Brontekst
_ _ _

Artikel 3.10 Prestatieverantwoording
- 1.
In afwijking van artikel 23 van de Asv gaat de aanvraag tot subsidievaststelling naast het activiteitenverslag, ongeacht de hoogte van het verleende subsidiebedrag, vergezeld van een financieel verslag.
- 2.
Indien de subsidieverleningsbeschikking € 125.000,00 of meer bedraagt, gaat de aanvraag tot subsidievaststelling tevens vergezeld van:
- a.
een door een accountant afgegeven verklaring omtrent de getrouwheid en rechtmatigheid van dat verslag, of
- b.
een jaarrekening als bedoeld in artikel 361 van Boek 2 van het Burgerlijk Wetboek, mits de gesubsidieerde activiteiten daarin zijn verantwoord en die jaarrekening vergezeld gaat van een door een accountant afgegeven verklaring omtrent de getrouwheid en rechtmatigheid.
- a.
Artikel 3.11 Bevoorschotting en betaling
- 1.
Het voorschot bedraagt maximaal 80% van het verleende bedrag.
- 2.
Het voorschot wordt op basis van prestaties, besteding en liquiditeitsbehoefte in termijnen uitgekeerd waarvan de hoogte en de tijdstippen in de beschikking tot subsidieverlening worden bepaald.
Artikel 3.12 Staatssteun
Subsidie die krachtens deze paragraaf wordt verleend bevat staatssteun en wordt gerechtvaardigd door artikel 27 van de Algemene groepsvrijstellingsverordening.
§ 3a. Bouw, upgrade en exploitatie van de campus TU Delft Campus
Artikel 3a.1 Subsidiabele activiteiten en prestatie
- 1.
Subsidie kan worden verstrekt voor de bouw, het upgraden en de exploitatie van innovatieclusters op de campus.
- 2.
Subsidie als bedoeld in het eerste lid wordt verstrekt in de vorm van een projectsubsidie.
- 3.

_ _ _

Opgave 1
Zet de rijen vanaf het begin tot en met de regel met "56], [334, 312, 413, 341]]" om in een genummerde lijst, zonder lege regels.

Fragmenten uit rijen

_ _ _

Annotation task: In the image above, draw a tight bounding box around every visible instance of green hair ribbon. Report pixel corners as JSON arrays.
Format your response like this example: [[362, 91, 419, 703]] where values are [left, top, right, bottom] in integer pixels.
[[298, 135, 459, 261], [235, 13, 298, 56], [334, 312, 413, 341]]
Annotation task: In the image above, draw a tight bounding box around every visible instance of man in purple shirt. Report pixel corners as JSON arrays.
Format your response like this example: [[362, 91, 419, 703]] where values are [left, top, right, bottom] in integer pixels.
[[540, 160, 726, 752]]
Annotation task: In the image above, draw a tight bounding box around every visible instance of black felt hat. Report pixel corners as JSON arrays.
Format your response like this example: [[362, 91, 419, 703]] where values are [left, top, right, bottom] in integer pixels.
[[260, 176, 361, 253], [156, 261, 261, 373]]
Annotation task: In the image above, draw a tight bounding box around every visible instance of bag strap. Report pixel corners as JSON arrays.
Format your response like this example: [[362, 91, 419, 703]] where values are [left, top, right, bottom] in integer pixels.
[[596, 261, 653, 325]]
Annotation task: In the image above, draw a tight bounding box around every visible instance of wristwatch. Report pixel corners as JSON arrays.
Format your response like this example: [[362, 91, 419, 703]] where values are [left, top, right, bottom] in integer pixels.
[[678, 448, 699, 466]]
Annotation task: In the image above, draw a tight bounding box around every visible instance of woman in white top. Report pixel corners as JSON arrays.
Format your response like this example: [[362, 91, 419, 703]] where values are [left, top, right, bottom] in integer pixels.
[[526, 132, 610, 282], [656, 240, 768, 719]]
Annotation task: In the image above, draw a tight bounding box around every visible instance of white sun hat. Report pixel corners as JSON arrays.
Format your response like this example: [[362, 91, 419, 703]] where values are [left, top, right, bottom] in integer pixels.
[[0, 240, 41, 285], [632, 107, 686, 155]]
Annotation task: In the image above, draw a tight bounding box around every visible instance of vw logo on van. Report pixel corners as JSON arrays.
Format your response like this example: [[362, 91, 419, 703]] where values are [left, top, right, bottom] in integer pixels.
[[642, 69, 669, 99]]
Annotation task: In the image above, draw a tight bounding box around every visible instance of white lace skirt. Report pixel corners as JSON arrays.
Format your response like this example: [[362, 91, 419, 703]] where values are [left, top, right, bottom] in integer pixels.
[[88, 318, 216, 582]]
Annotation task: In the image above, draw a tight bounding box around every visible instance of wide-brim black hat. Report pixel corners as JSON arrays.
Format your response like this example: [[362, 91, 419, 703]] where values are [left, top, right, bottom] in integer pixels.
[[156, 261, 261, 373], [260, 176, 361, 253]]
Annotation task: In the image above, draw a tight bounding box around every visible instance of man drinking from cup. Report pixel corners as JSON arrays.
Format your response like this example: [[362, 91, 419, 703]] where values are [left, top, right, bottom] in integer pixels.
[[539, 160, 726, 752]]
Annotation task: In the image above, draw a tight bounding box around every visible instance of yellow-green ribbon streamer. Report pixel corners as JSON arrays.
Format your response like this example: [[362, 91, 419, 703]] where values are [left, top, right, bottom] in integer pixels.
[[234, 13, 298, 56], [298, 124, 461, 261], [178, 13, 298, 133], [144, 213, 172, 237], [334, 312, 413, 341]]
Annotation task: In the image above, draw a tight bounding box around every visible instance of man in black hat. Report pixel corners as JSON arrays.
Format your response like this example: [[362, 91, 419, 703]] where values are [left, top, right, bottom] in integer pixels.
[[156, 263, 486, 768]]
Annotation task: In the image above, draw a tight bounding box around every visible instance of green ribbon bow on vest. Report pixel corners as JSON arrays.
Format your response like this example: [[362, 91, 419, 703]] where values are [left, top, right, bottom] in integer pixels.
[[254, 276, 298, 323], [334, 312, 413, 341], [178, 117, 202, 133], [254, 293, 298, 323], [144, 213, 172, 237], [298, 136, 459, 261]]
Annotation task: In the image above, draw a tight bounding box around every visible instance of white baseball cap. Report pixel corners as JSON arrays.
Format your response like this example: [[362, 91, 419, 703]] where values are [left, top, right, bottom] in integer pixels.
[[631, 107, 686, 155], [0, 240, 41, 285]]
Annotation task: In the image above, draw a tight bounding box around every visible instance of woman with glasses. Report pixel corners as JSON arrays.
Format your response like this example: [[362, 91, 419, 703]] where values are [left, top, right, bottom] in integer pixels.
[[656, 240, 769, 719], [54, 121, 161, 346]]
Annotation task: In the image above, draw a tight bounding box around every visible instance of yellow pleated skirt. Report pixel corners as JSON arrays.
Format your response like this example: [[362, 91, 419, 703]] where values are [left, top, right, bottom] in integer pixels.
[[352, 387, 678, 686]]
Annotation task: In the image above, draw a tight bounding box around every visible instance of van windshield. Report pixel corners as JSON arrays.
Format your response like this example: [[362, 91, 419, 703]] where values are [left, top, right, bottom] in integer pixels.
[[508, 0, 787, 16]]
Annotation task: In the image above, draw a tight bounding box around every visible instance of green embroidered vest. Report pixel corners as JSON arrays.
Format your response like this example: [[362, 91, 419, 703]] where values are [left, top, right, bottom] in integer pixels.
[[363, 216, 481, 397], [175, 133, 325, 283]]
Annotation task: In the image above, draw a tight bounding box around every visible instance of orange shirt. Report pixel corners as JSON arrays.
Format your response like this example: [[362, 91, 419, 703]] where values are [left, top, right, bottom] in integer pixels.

_ _ _

Opgave 2
Hoeveel bedraagt het voorschot volgens de brontekst ten hoogste?

Uitwerking 1
1. Annotation task: In the image above, draw a tight bounding box around every visible instance of green hair ribbon. Report pixel corners as JSON arrays.
2. Format your response like this example: [[362, 91, 419, 703]] where values are [left, top, right, bottom] in integer pixels.
3. [[298, 135, 459, 261], [235, 13, 298, 56], [334, 312, 413, 341]]

Uitwerking 2
Maximaal 80% van het verleende bedrag.